=== Supplied text ===
Indeed, we could use some sort of parallel-testing harness to allow
fine-grained verification of concurrent behavior.  This has been
discussed several times, but no one's stepped up to the plate.

Your sketch misses an important point: we want to know not only what
each backend does, but when it does it.  (For example, we'd want the
test harness to be able to check that LOCK actually prevents another
backend from making progress.)  A brute-force way to do that would be
to delay for some amount of time between issuing commands, so that we
can be sure the backends have reached a quiescent state.  Then, logging
all the commands and responses serially into a single file would provide
some idea of causal order.  It could still be tricky though, eg if an
unlock releases two other backends then their results could arrive in
either order.

=== Task prompt ===
In the excerpt on concurrency testing, write out the passage starting at "Indeed, we could" and ending at "to the plate.", substituting "framework" for "harness".

=== Dataset entries ===

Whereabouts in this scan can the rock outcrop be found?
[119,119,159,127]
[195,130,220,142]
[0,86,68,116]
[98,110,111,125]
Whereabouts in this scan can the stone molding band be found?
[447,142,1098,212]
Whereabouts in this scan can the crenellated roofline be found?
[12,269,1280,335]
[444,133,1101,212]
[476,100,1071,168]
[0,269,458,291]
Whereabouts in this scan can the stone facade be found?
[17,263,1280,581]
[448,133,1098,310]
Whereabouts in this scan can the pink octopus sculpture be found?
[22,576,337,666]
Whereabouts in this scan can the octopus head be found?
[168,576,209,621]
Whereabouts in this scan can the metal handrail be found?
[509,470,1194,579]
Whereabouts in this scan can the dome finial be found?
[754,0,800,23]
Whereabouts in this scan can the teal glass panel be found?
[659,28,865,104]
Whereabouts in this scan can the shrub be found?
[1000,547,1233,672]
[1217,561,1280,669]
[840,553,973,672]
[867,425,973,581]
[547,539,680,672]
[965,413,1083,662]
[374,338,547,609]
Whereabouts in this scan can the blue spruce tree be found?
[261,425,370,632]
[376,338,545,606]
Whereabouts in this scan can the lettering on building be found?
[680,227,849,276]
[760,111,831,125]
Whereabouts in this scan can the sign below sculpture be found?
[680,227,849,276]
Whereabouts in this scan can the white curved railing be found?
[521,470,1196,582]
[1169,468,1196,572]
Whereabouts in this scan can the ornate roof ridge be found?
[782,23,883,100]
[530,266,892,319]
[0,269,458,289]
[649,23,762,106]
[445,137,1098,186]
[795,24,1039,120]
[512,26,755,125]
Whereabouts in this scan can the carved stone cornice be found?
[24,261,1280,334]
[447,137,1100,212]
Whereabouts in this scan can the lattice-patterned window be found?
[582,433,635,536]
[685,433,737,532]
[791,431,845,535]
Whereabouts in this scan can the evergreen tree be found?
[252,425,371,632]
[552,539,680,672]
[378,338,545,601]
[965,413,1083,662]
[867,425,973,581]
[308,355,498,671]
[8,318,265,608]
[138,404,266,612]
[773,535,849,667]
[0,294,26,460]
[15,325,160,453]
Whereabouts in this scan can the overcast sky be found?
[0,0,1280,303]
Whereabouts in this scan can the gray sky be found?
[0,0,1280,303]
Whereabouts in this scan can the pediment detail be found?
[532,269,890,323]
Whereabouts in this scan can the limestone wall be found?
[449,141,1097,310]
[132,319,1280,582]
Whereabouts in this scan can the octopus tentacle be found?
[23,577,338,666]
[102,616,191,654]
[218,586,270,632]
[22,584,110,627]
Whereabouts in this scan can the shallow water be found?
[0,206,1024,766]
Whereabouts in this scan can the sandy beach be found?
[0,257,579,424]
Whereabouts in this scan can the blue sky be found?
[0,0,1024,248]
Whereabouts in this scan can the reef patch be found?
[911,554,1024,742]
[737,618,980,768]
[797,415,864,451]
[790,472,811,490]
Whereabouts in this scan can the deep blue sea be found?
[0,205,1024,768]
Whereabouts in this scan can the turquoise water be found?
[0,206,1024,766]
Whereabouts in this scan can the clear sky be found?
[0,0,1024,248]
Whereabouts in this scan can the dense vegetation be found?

=== Task output ===
Indeed, we could use some sort of parallel-testing framework to allow
fine-grained verification of concurrent behavior.  This has been
discussed several times, but no one's stepped up to the plate.